### DATA LINES
-.-.-

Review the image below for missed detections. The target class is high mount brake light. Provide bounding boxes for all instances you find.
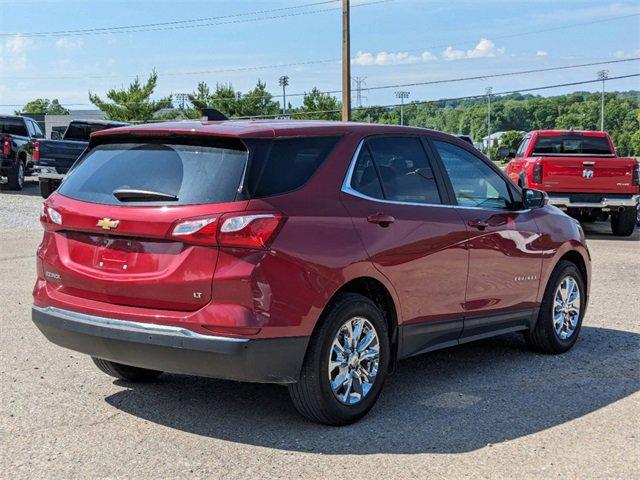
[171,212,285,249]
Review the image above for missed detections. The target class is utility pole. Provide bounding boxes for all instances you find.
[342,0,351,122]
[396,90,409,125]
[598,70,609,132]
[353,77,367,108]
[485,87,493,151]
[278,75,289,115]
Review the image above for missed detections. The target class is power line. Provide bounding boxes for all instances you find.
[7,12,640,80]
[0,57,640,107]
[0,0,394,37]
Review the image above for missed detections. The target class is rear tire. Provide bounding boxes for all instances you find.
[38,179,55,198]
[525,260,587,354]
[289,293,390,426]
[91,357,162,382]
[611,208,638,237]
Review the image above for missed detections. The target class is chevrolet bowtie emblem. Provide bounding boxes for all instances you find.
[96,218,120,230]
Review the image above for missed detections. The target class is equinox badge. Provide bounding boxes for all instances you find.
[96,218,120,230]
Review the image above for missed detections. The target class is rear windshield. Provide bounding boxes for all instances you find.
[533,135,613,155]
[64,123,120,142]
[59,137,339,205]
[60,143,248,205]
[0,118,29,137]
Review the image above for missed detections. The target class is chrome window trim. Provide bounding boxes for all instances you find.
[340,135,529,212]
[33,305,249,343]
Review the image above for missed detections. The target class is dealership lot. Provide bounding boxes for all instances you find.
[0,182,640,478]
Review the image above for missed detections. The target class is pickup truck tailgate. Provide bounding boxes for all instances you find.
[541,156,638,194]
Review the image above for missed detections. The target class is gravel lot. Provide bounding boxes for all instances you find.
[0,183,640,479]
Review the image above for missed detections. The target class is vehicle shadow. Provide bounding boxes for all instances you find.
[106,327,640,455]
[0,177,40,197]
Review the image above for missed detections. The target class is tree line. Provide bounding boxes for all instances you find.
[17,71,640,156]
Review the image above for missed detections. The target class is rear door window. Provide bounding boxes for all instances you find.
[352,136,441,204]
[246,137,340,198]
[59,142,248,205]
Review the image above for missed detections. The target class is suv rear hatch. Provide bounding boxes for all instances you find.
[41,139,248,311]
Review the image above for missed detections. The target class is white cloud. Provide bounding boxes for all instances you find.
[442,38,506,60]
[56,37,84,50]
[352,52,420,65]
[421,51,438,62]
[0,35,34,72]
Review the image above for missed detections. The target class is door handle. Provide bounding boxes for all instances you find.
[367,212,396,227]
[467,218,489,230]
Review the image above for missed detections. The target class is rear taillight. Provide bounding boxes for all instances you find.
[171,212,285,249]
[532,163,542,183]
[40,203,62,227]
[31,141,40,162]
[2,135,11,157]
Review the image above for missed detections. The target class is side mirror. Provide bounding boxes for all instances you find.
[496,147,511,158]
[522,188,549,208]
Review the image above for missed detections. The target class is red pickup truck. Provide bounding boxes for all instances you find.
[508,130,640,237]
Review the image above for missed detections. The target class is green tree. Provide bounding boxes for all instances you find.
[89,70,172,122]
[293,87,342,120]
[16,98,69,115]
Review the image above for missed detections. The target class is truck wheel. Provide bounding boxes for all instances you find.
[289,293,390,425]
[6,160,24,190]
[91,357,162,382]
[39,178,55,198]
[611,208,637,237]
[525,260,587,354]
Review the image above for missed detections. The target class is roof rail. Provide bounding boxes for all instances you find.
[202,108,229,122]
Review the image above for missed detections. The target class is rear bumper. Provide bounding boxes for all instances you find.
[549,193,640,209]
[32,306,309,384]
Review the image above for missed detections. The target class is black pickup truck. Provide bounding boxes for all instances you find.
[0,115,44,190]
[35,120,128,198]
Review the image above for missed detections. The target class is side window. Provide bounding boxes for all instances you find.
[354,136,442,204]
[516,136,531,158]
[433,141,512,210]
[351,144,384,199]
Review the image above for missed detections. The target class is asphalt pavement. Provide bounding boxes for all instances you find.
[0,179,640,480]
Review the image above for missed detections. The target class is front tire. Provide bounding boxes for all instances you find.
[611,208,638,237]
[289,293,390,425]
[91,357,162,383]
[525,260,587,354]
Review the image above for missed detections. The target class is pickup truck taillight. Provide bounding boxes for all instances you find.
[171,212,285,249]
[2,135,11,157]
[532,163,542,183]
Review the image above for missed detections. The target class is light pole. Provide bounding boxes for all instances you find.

-.-.-

### THE REQUEST
Copy the records above word for word, all of them, but leave out the pictures.

### COMPLETE OUTPUT
Review the image below for missed detections. The target class is high mount brake light. Provide bounding boxes for all instances you find.
[171,212,285,249]
Review the image above for missed detections. The target class is utility pole. Provide bounding boxes for all instances you find.
[342,0,351,122]
[396,90,409,125]
[598,70,609,132]
[353,77,367,108]
[485,87,493,151]
[278,75,289,115]
Review the image above for missed detections. The target class is power line. Provide bounding boxes for all instances you find.
[7,12,640,80]
[0,57,640,107]
[0,0,394,37]
Review the image above for missed detections. The target class is rear tire. Provide bounding boxes for all instances you find.
[38,179,55,198]
[525,260,587,354]
[289,293,390,426]
[91,357,162,382]
[611,208,638,237]
Review the image above for missed detections. The target class is chevrolet bowtie emblem. Provide bounding boxes for all instances you find.
[96,218,120,230]
Review the image above for missed detections. The target class is equinox badge. Provide bounding boxes for all instances you find.
[96,218,120,230]
Review the image above for missed detections. The target class is rear windshield. Provide bounding boxes for all instances you find.
[533,135,613,155]
[64,123,120,142]
[59,137,339,205]
[60,143,248,205]
[0,118,29,137]
Review the image above for missed detections. The target class is chrome window trim. Provide bounding boxes for all instances you find.
[340,135,529,212]
[33,305,249,343]
Review the image above for missed detections. The target class is dealership lot. Provide bounding boxes for all instances you find.
[0,182,640,478]
Review the image above for missed detections. The target class is pickup truck tailgate. Provide bounding boxes for all instances you find.
[541,156,638,194]
Review the image above for missed detections. The target class is gravel lot. Provide bounding boxes for all instances you find.
[0,183,640,479]
Review the image above for missed detections. The target class is vehicle shadow. Provide bounding boxes for all instances you find.
[106,327,640,455]
[0,177,40,197]
Review the image above for missed detections. The target class is tree line. Provide bounding boxes for all instances you find.
[17,71,640,156]
Review the image above for missed detections. The target class is rear door window. Provide bounding boxes for all instances you find.
[352,136,441,204]
[246,137,340,198]
[59,142,248,205]
Review the image above for missed detections. The target class is suv rear hatch. Provide bounding boxes for all instances you find.
[41,139,248,311]
Review the image above for missed detections. The target class is white cloud. Provide bounding boxes for all instances you find.
[442,38,506,60]
[56,37,84,50]
[352,52,420,65]
[421,51,438,62]
[0,35,34,72]
Review the image above for missed detections. The target class is door handle. Provide bounding boxes for all instances you find.
[367,212,396,227]
[467,218,489,230]
Review the image above for missed detections. The target class is rear taillight. Provide bounding boxes for all instances you find.
[171,212,285,249]
[532,163,542,183]
[40,203,62,227]
[31,141,40,162]
[2,135,11,157]
Review the image above for missed detections. The target class is side mirror. Provide bounding boxes for all instances you find.
[496,147,511,158]
[522,188,549,208]
Review the image above for missed detections. The target class is red pickup truck. Provide bounding boxes for all instances you find.
[508,130,640,237]
Review the image above for missed detections. The target class is green tree. Provide bounding boxes for all instances you find.
[89,70,172,122]
[293,87,342,120]
[16,98,69,115]
Review the image above for missed detections. The target class is truck wheel. Provide bounding boxes for all instances you find.
[289,293,390,425]
[6,160,24,190]
[91,357,162,382]
[39,178,55,198]
[611,208,637,237]
[525,260,587,354]
Review the image above for missed detections. The target class is roof rail. Provide bounding boxes for all instances you find.
[202,108,229,122]
Review the image above for missed detections. The target class is rear bumper. Provide bounding boxes for all instances you find.
[549,193,640,209]
[32,306,309,384]
Review the image above for missed detections. The target class is black pickup truck. Provide bounding boxes for all instances you find.
[0,115,44,190]
[35,120,128,198]
Review the image above for missed detections. The target class is side window. Provide bounding boxes for all instances you find.
[354,136,442,204]
[516,136,531,158]
[433,141,512,210]
[351,144,384,199]
Review the image above for missed detections. The target class is asphalt pavement. Provide bounding boxes for all instances you find.
[0,179,640,480]
Review the image above for missed detections. The target class is front tire. Provide bounding boxes for all instances you find.
[611,208,638,237]
[289,293,390,425]
[91,357,162,383]
[525,260,587,354]
Review the image above for missed detections. The target class is pickup truck taillight. Provide bounding boxes for all instances you find.
[171,212,285,249]
[2,135,11,157]
[532,163,542,183]
Review the image above for missed detections. The target class is light pole. Provide bounding boxes for all instances you find.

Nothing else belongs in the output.